[Exercise set]:
A: Name every kind of material that the text about the Bas Jan Ader exhibition says the exhibition is made up of.
B: Summarize the text about the Bas Jan Ader exhibition in two sentences.
C: Pick up the text about the Bas Jan Ader exhibition after its final sentence and keep writing.

[Document excerpt]:
== == ==
Suspended Between Laughter and Tears is an exhibition of video, photography, installations and archived materials from the estate of the late Dutch-born and California-based conceptual artist Bas Jan Ader, who is assumed to have perished at sea in 1975. The exhibition’s title refers to the artist’s exploration of the tenuous point between comedy and tragedy in his work. It is the first large-scale survey focusing on the breadth of his artistic practice mounted in the United States in over 10 years and will include documentation of works that have previously only been seen in catalog reproductions. A publication will accompany the exhibition and will include interviews with Ader’s widow, Mary Sue Anderson.
Ader’s work centers on short-duration acts of physical and emotional release. In the noted film and subsequent photographs titled I’m Too Sad to Tell You (1971), the artist is seen crying directly into the camera amplifying a simple human emotion – grief – into a profound and revelatory experience. Ader also makes use of the force of gravity as a medium in his performance work, as documented in film and photography. His videos, in many respects, bear an explicit physicality, which are the hallmark of many silent films. Other projects, including the unfinished trilogy In Search of the Miraculous (1975), during which the artist disappeared, stretch the boundaries of sentimentalism through existential journey.
== == ==
[Information shown]:

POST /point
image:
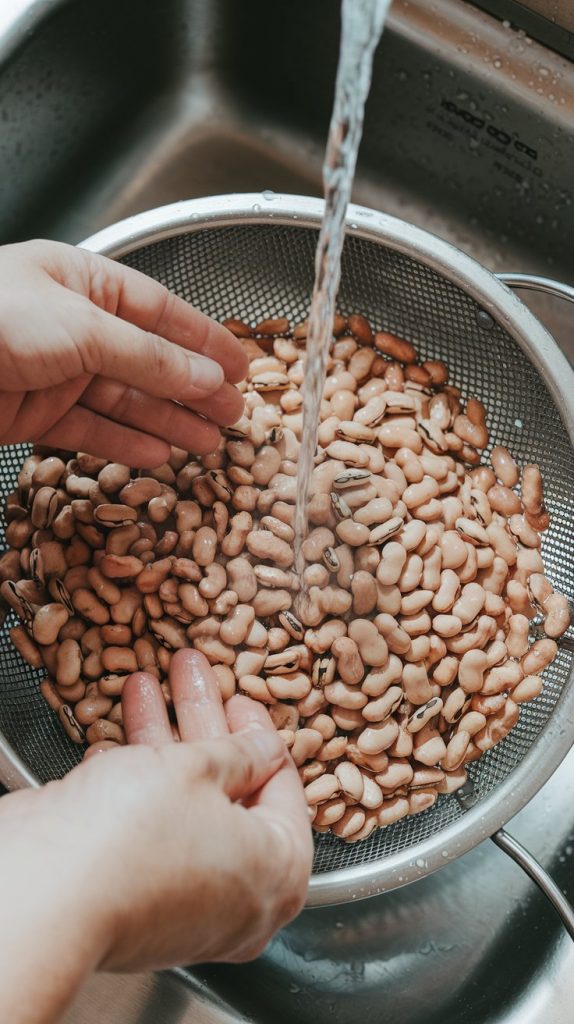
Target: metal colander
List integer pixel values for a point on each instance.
== == ==
[Outputs for the tasks]:
A: Video, photography, installations, and archived materials.

B: Suspended Between Laughter and Tears is an exhibition of video, photography, installations and archived materials from the estate of conceptual artist Bas Jan Ader, and it is the first large-scale U.S. survey of his practice in over 10 years. Ader's work centers on short acts of physical and emotional release, such as crying into the camera in I'm Too Sad to Tell You (1971), and it also uses the force of gravity as a medium.

C:
Ader frequently referenced Dutch artistic and cultural traditions in his work. Photographs such as On the road to a new Neo Plasticism, Westkapelle, Holland (1971) reveal his interest in Mondrian and the De Stijl movement, which sought simplified compositions to express a utopian harmony. Dutch landscape and still life painting traditions can be seen in videos such as Primary Time (1974), in which the artist arranges and rearranges a red, blue and yellow bouquet of flowers, and in photographs like Farewell to Faraway Friends (1971), where the artists casts himself as a romantic wanderer – linking himself to the paintings of 19th century German artist Caspar David Friedrich – but ultimately setting the tone for his physical acts of searching.
Yet it was Ader’s unique relationship to the city of Claremont, where he lived and studied from 1965 to 1974, which established his importance as a California artist. At his Claremont home, Ader executed some of his most significant works including All My Clothes (1970) and Fall I (Los Angeles) (1970). In his Claremont studio he also produced the experimental installations Please Don’t Leave Me (1969) and Reader’s Digest Digested (1970). His thesis exhibition at Claremont Graduate University in 1967 laid the groundwork for his mature works, as seen in the offset lithograph invitation to the show depicting Ader sitting on the roof of his home smoking a cigar with cartoon-like clouds and sky behind him.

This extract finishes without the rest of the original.